#### Objectif
Recopiez le passage de la notice biographique de Lambert-Rucki qui va de "Lambert-Rucki, peintre et" jusqu'à "pays violemment déchiré.", en remplaçant "tendre" par "chaleureuse".

#### Extrait du document
------------------------------------------------------------------------

Jean

Lambert-Rucki

1888-1967

Lambert-Rucki, peintre et sculpteur d’origine polonaise, est né à Cracovie le 17 septembre 1888. Il passa son enfance dans une ambiance confortable et tendre, au sein d’un pays violemment déchiré.
À la mort de son père, Rucki entre au Gymnase de sa ville natale puis à l’Ecole des Beaux-arts aux côtés de son ami Moïse Kisling. C’est en 1911 que Rucki arrive à Paris où il fréquente l’Académie Colorossi. Kisling l’accueille et l’introduit dans le milieu de la bohème de Montparnasse et de Montmartre.

En 1913, Rucki hébergera son ami Amadeo Modigliani qui eut une très grande importance dans son œuvre. Rucki fut influencé par trois courants majeurs : l’art égyptien, byzantin et africain. ». Rucki fait partie de la « Section d’or », mouvement fondé par Archipenko et Survage dans le but de faire connaître les oeuvres d’artistes de toutes nationalités. C’est en 1920 que Rucki expose ses œuvres avec de nombreux autres artistes. Il présente notamment ses savantes « compositions » qui annonçaient déjà sa fascination pour la « ville ». Les œuvres de Rucki sont marquées par une stylisation cubisante qui prend essentiellement pour sujet des formes familières, des silhouettes de la rue, « Les Péquenots ».

------------------------------------------------------------------------

#### Matériel fourni
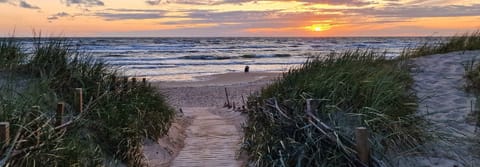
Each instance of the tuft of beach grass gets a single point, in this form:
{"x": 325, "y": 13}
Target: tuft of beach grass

------------------------------------------------------------------------

#### Réponse complète
Lambert-Rucki, peintre et sculpteur d’origine polonaise, est né à Cracovie le 17 septembre 1888. Il passa son enfance dans une ambiance confortable et chaleureuse, au sein d’un pays violemment déchiré.